● Yapılacak iş: Aşağıdaki listenin tüm satırlarını çıkar ve hiçbir değişiklik yapmadan aynen yeniden yaz.

● Gösterilen bilgiler:
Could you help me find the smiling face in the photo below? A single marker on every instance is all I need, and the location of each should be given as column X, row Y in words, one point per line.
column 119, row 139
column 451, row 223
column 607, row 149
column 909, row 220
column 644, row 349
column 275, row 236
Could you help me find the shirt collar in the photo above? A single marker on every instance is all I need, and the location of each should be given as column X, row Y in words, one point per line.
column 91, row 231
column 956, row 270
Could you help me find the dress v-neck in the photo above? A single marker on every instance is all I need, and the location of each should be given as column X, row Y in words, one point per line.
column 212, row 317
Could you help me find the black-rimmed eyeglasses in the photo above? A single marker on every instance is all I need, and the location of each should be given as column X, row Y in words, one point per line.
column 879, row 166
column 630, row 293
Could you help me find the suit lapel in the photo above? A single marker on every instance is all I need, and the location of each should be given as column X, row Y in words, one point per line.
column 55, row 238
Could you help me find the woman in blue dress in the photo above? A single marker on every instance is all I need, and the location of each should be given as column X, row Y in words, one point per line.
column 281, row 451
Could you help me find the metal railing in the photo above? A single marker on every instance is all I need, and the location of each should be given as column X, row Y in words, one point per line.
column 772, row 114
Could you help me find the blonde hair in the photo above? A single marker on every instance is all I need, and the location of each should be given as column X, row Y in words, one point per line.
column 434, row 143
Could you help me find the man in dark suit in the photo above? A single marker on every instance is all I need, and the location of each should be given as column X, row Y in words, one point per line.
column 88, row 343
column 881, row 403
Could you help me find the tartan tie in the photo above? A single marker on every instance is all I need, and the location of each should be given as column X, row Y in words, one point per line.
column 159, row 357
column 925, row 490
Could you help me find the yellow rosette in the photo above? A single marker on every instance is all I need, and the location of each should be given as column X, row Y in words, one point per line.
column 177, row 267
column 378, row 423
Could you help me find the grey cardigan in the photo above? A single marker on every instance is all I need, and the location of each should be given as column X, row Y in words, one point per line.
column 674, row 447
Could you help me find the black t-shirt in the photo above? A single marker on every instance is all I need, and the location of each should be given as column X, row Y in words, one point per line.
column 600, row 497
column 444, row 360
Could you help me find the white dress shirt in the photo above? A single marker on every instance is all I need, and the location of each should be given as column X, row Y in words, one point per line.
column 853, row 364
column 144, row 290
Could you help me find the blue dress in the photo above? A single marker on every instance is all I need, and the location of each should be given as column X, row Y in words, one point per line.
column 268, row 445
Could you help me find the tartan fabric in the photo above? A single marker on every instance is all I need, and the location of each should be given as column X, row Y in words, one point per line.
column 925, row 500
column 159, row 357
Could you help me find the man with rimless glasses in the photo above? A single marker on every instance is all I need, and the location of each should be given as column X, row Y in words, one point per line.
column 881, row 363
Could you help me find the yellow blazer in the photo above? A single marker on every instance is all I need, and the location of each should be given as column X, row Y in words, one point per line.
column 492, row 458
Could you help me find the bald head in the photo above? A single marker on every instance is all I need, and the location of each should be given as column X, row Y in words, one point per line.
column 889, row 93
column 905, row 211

● Alıştırma yanıtı:
Could you help me find the smiling face in the photo below? A single marker on every instance is all I need, and the location of each should be given as column X, row Y in words, one point per line.
column 119, row 139
column 451, row 223
column 607, row 149
column 909, row 220
column 644, row 349
column 275, row 236
Could you help me find the shirt collar in the photo above? A single marker on every instance is all I need, and the location of each should be given as column X, row Y in words, one point per line.
column 91, row 231
column 956, row 270
Could you help me find the dress v-neck in the photo above? A single marker on every instance is all I need, and the location of each should be given as column X, row Y in words, one point per line.
column 212, row 317
Could you help me find the black-rimmed eyeglasses in the photo above? A single marker on every instance is all I need, and the location of each should be given as column X, row Y in words, one point per line.
column 879, row 166
column 630, row 293
Could you help me find the suit lapel in the photo above? A single marker on every instance is all I need, and the location of each should be given as column X, row Y in words, one point per line.
column 55, row 238
Could you help me find the woman in blue dress in the photo above? A single marker on every instance is all I need, and the location of each should be given as column X, row Y in words, one point per line.
column 281, row 451
Could you help me find the metal railing in the photo above? A single marker on every instance is all I need, and the location of each should be given as column X, row Y in words, one point per line.
column 772, row 114
Could you help me find the blonde hair in the photo above? A single marker on every instance is all I need, and the location of each should be given as column X, row Y in words, one point per line.
column 434, row 143
Could you help me find the man in dark suit in the photo above? A single marker on every instance is all I need, and the location of each should be given as column X, row Y in words, one point per line.
column 88, row 343
column 881, row 403
Could you help me find the tartan tie in the photo above? A single marker on every instance is all I need, and the location of each should be given as column X, row Y in words, one point per line.
column 159, row 357
column 925, row 490
Could you help me find the yellow rosette in the photo above? A single marker on every instance is all I need, and the location of each should be given as column X, row Y in words, one point per line.
column 177, row 267
column 378, row 423
Could you help me find the grey cardigan in the photo above? A single marker on every instance is all I need, and the location of each should be given as column X, row Y in words, one point per line.
column 674, row 447
Could you help me find the black t-shirt in the photo above? A single marker on every instance is all I need, and the location of each should be given as column X, row Y in words, one point per line.
column 600, row 497
column 444, row 360
Could you help me find the white dress shirt in the photo above? A single marker on every instance is all I need, and the location of each should be given as column X, row Y in words, one point per line.
column 853, row 364
column 144, row 290
Could you help me find the blue dress in the photo above? A single marker on every instance is all I need, and the location of each should be given as column X, row Y in words, one point per line.
column 268, row 445
Could you help me find the tartan fabric in the photo above? A single marker on every instance is all I need, and the location of each should be given as column X, row Y in words, one point per line.
column 925, row 500
column 159, row 357
Could you help me find the man with rimless glasses in the photo above? A single marker on every instance is all I need, and the location of each should be given as column X, row Y in words, one point per line.
column 881, row 363
Could you help me find the yellow blazer in the photo above? A single marker on every instance is all I need, and the location of each should be given as column X, row Y in words, one point per line.
column 492, row 458
Could you help me find the bald head in the photo above? A single marker on every instance is all I need, and the location of each should be given as column X, row Y in words, one point per line.
column 889, row 93
column 905, row 211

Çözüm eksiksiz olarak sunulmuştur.